### What this task involves
Continue the news article about the Vietnam Veterans Day program at the Forest Lake American Legion, starting after its final sentence.

Agent Orange expert keynotes Vietnam Veterans Day program

Legislation needed because exposure effects may last seven generations, veteran says


Clint Riese
News Editor

The war is over, but the fight goes on.

That stark message rang through at the Vietnam Veterans Day program held Sunday at the Forest Lake American Legion.

While veterans holidays are calls to remember sacrifices already made, Vietnam veterans and their families continue to battle an invisible foe: Agent Orange.

During the war, the herbicide/defoliant was sprayed across more than a tenth of Vietnam to clear thick vegetation and create a safer environment for American troops. However, after countless soldiers used infested water for drinking and bathing, it was determined to be a highly toxic dioxin compound.

The ultimate impact of Agent Orange exposure is still being realized, Vietnam veteran Maynard Kaderlick said at Sunday’s program.

Kaderlick in 2010 was diagnosed with prostate cancer. His son was born with a learning disability and a dislocated hip. His granddaughter is autistic. All of these conditions, Kaderlick believes, are due to his exposure to Agent Orange.

Kaderlick now travels the country as part of the Vietnam Veterans of America’s educational campaign, Faces of Agent Orange.

“My son, he’s learning disabled; I thought he was the only one that was born with a dislocated hip,” Kaderlick said. “I heard that three times in our town hall meeting in Bloomington and it keeps going on and on and on about immune disorders, blood disorders, cancer. It’s unbelievable what’s happening to our children and grandchildren.”

Kaderlick shared more grim news regarding Agent Orange with a crowd of approximately 200.

### Entries shown

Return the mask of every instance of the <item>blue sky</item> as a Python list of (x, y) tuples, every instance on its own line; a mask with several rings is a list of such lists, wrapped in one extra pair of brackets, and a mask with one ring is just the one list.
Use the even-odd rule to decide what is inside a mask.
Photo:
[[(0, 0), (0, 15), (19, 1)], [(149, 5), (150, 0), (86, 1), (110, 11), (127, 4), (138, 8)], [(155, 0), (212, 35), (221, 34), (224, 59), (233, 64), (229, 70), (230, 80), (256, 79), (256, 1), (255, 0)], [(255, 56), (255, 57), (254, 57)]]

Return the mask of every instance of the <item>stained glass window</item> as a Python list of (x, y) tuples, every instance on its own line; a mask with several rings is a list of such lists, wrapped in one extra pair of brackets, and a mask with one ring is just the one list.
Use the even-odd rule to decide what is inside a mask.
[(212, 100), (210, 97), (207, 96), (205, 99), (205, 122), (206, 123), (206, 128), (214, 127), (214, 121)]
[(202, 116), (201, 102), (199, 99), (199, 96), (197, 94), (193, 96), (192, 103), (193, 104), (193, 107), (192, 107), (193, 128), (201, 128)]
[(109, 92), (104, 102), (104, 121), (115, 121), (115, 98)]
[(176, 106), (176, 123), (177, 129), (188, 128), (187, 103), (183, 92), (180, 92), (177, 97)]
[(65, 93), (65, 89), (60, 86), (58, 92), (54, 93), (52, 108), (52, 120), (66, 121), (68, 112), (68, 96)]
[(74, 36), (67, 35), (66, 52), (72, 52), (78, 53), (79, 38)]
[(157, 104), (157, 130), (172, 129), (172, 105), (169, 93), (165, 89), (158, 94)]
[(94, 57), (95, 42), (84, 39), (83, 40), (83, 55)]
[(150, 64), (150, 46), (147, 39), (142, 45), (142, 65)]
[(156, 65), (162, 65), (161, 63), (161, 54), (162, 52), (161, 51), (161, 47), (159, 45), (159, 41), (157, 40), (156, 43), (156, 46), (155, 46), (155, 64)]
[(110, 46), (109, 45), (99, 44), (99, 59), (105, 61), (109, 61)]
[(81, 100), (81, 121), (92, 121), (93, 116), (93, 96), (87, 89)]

### Output of the exercise
“Our experts think it’s going to be passed on for seven generations,” he said. “In Vietnam, it’s probably going to be forever there.”

With that in mind, Kaderlick is part of a VVA committee actively pushing legislation to benefit those affected by exposure generations down the line.

“Right now, we’re at the point of hopefully getting some legislation together,” Kaderlick said. “We know it’s going to be a tough hill to climb, but you know what? Vietnam veterans fought good fights, and we don’t give up that easy. We’re going to fight the fight until our dying day, especially on this issue. We have to take care of our kids and grandkids.”

For more information on the Faces of Agent Orange Campaign, visit

The sixth-annual Vietnam Veterans Day program also featured the Polaris Sea Cadets, musicians from Forest Lake High School, Neeta Squires of the Vietnam Veterans Memorial Fund and Forest Lake Councilmember Susan Young.

Molly Hakko read the winning entry in the annual Vietnam Veterans Memorial Scholarship essay contest, won by a Forest Lake High School student. This year’s theme involved Agent Orange, which contributed to the death of Hakko’s father, Kevin Dale, last year.